Document passage:
■ ■ ■ ■ ■ ■ ■

Medication Storage Options

Medication can be stored in a dresser drawer, a kitchen cabinet away from the sink, or a storage drawer. You could also use smaller plastic bins to organize medications inside that drawer. However you decide to store your loved one’s medications, remember to prevent heat, moisture, air, or light from damaging them. Ideally, you want to keep medications in their original container and store them in a dry, cool location.

Following Guidelines: How to Read Medication Labels

As previously mentioned, reading medication labels and following guidelines is critical. Not doing so could present harmful side effects. Medication labels can be tricky though, so it’s important to break down how to read them. Essentially, each bottle features a white panel that states: how to take the medication, what’s in it, and how it may make you feel.

Below are the sections of any given medication bottle:

  • Active Ingredients and Purpose: You’ll want to look at the active ingredients in any given medication and make sure that it’s the same that’s been prescribed, as well as whether any other drugs contain that same ingredient. This is to avoid taking too much of a certain ingredient.

■ ■ ■ ■ ■ ■ ■

Data items
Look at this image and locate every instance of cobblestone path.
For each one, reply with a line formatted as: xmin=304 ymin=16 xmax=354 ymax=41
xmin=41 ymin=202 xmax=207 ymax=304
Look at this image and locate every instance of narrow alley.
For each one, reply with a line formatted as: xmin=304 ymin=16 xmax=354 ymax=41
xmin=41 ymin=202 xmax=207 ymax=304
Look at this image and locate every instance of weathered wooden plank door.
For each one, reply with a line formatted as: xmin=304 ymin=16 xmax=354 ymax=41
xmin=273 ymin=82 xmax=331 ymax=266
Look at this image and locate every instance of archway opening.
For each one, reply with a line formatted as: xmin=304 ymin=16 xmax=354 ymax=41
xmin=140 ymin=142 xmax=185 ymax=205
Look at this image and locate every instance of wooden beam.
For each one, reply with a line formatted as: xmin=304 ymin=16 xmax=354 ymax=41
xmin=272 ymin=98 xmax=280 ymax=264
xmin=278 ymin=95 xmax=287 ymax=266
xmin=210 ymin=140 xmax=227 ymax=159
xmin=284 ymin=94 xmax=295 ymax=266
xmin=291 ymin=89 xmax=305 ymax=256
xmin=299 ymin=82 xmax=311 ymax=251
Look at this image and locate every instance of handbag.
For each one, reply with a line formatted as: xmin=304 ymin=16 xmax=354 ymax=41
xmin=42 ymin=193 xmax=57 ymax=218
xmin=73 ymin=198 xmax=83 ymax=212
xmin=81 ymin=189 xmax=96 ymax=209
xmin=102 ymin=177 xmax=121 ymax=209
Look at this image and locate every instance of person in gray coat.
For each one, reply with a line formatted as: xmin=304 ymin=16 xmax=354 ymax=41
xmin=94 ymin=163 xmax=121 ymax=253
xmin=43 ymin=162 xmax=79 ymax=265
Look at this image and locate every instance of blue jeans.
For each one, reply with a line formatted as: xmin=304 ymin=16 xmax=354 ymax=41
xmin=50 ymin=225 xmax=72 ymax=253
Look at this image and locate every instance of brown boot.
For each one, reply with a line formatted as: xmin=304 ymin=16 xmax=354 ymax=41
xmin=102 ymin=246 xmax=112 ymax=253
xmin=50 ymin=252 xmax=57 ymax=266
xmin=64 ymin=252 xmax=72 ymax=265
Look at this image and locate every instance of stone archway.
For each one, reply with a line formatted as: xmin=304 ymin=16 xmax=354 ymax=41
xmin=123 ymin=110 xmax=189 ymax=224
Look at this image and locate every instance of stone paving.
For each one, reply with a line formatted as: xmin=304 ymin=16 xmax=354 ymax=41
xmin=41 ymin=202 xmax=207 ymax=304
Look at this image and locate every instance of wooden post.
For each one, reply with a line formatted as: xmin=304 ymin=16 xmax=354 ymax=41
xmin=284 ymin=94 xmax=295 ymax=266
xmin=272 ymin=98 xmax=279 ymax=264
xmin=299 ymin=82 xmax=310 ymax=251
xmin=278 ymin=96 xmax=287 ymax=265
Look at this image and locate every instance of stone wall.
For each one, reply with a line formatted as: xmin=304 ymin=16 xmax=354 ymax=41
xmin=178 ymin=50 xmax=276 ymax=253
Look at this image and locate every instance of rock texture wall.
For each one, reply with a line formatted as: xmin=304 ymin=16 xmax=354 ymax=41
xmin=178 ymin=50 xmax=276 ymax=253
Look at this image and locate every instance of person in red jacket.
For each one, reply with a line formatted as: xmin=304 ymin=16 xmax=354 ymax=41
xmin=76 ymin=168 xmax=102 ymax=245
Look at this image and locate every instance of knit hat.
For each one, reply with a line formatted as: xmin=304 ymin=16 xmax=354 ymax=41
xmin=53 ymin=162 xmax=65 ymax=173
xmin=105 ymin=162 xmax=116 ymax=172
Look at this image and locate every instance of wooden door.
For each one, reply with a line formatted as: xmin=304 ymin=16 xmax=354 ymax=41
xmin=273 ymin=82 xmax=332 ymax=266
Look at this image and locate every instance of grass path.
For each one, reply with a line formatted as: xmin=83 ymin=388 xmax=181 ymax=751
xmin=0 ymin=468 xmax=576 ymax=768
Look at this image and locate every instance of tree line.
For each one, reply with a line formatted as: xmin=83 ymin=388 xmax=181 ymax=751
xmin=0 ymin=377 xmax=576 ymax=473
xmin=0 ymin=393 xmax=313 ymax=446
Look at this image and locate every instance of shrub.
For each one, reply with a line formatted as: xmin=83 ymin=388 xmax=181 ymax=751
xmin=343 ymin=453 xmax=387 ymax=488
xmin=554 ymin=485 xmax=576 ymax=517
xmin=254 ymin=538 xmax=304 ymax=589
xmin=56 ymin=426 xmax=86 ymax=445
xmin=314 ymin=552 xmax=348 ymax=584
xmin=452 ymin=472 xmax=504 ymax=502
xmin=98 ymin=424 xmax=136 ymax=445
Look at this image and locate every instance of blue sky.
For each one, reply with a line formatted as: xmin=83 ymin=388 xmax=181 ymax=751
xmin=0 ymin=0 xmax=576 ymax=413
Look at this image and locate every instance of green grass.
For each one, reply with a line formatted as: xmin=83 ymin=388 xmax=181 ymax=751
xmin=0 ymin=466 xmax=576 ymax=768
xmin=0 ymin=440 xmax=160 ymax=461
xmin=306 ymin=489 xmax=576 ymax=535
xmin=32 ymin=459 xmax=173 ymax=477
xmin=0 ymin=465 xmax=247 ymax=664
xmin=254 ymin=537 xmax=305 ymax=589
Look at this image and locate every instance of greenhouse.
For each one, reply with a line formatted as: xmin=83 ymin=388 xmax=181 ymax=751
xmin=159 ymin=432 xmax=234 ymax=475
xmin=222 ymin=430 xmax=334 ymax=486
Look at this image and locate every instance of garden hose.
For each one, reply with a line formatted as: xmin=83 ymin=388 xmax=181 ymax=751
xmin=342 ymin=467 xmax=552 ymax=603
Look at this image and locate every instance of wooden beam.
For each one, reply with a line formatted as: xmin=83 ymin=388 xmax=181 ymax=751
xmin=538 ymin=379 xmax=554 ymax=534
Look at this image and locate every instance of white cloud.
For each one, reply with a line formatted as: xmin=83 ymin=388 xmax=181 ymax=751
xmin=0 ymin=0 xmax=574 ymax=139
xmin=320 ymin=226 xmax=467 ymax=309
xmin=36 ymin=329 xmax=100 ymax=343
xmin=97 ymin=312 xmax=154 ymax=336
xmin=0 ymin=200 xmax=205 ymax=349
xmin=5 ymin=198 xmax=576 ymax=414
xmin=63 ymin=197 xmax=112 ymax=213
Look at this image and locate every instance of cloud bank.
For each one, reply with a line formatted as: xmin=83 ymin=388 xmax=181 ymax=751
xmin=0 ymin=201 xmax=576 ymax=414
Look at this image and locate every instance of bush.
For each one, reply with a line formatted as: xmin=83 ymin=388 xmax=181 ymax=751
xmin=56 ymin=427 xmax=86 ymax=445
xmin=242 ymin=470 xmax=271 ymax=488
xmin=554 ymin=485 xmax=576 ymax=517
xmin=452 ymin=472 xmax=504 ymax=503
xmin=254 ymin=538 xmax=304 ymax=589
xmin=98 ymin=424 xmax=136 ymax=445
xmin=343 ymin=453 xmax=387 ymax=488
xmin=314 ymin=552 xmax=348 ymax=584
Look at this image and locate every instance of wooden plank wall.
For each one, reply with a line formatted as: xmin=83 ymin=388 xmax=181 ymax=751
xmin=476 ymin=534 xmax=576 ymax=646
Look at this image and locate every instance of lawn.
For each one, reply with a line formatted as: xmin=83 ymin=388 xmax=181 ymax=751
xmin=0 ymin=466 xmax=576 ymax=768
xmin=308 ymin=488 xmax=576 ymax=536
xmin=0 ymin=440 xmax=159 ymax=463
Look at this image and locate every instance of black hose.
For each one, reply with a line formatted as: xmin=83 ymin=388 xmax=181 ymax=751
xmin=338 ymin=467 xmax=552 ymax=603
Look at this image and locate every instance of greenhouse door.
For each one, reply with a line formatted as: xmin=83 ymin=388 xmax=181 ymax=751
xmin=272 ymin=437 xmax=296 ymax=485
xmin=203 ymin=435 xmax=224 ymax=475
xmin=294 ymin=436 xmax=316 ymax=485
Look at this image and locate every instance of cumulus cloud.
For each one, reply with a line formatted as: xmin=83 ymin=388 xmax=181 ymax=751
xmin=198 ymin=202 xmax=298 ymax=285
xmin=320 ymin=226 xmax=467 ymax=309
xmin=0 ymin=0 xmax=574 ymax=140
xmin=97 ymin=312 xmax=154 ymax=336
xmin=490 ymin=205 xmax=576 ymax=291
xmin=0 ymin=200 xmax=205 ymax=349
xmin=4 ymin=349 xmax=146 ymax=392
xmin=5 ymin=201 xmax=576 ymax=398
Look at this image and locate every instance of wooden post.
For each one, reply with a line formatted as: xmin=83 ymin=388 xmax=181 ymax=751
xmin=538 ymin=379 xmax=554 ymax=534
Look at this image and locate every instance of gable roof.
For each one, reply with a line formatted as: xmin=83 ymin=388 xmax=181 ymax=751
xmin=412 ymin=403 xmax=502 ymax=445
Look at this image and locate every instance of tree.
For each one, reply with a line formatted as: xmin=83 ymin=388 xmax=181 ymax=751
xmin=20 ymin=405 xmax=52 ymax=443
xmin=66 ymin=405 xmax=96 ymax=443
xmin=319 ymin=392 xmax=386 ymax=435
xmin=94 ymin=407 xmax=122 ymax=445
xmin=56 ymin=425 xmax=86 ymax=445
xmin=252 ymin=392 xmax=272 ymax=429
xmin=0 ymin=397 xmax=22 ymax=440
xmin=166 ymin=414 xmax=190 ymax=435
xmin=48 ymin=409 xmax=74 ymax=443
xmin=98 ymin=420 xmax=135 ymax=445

■ ■ ■ ■ ■ ■ ■

What is being asked:
List every factor that the medication storage passage says can damage medications. The rows are separate material, independent of the medication storage passage.

Output of the task:
Heat, moisture, air, light